Guide to enable *Dolby Digital Live* and/or *DTS Interactive S/PDIF*:

In a nutshell, the process to follow is as follows:
1. Uninstall your existing Realtek drivers with Display Driver Uninstaller (DDU) and reboot. You will have to disable the use of signed drivers Guide (How To Disable Driver Signature Enforcement, How to disable mandatory use of signed drivers)
2. Download and extract zip file containing original Realtek HD audio drivers R2.80 (In my case I use the version *R2.82*/*6.0.1.8210*).
3. Use Pihto's patch to patch the DLL files (the *password* is ''*realtek*''). The target filenames are listed on the patcher window. They begin with "*rltkAPO64.dll*, *rltkAPO.dll*" and may be in "win32" and "win64" subfolders of the Realtek package. You will have to manually select each file to patch and run the patcher multiple times to patch all matching files.
4. Now run the Realtek setup program. You may be asked to install unsigned drivers. Choose yes.
5. Do not immediately reboot. Instead, open regedit and ensure the "*DisableProtectedAudioDG*" registry fix is still present. If not, add it again.

========================================

_Exercises to complete_.
1. Among the records, copy out everything from the line containing "The user has requested that the black" down to the line containing "[93,0,112,27]", including both of those lines.
2. Continue the guide to enabling Dolby Digital Live and DTS Interactive from the point where it stops.
The records that follow have no connection to the Realtek audio driver guide.

========================================

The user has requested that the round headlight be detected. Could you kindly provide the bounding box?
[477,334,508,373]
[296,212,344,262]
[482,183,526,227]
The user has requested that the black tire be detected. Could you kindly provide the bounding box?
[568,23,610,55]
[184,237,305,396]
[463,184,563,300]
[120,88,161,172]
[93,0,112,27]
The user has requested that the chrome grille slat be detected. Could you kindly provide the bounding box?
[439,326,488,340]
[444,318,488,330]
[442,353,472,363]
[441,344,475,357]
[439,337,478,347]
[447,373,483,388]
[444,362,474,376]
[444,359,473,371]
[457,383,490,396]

========================================

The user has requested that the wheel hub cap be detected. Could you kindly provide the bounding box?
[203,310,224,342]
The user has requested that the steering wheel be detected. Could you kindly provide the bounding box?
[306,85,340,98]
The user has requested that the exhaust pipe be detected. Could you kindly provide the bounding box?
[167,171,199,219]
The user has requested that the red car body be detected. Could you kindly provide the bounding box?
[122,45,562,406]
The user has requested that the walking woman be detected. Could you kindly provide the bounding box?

========================================

_Responses to the tasks_.
1.
The user has requested that the black tire be detected. Could you kindly provide the bounding box?
[568,23,610,55]
[184,237,305,396]
[463,184,563,300]
[120,88,161,172]
[93,0,112,27]

2.
> REGEDIT4
> [HKEY_LOCAL_MACHINE\SOFTWARE\Microsoft\Windows\CurrentVersion\Audio]
> "DisableProtectedAudioDG"=dword:00000001


6. Reboot, and *Dolby Digital Live*/*DTS Interactive* should be available.
7. Working properly on *Windows 11* with Realtek version *R2.82 *or* R2.80*

This guide only works for the *S/PDIF* interface and will unlock *Dolby Digital Live* and *DTS Connect*


----------



## leonpano (May 1, 2022)

Gustavo Sicha said:


> Guide to enable *Dolby Digital Live* and/or *DTS Interactive S/PDIF*:
> 
> In a nutshell, the process to follow is as follows:
> 1. Uninstall your existing Realtek drivers with Display Driver Uninstaller (DDU) and reboot. You will have to disable the use of signed drivers Guide (How To Disable Driver Signature Enforcement, How to disable mandatory use of signed drivers)
> ...


driver is way way too old for my moterboard
2015 driver on 2020 moterboard?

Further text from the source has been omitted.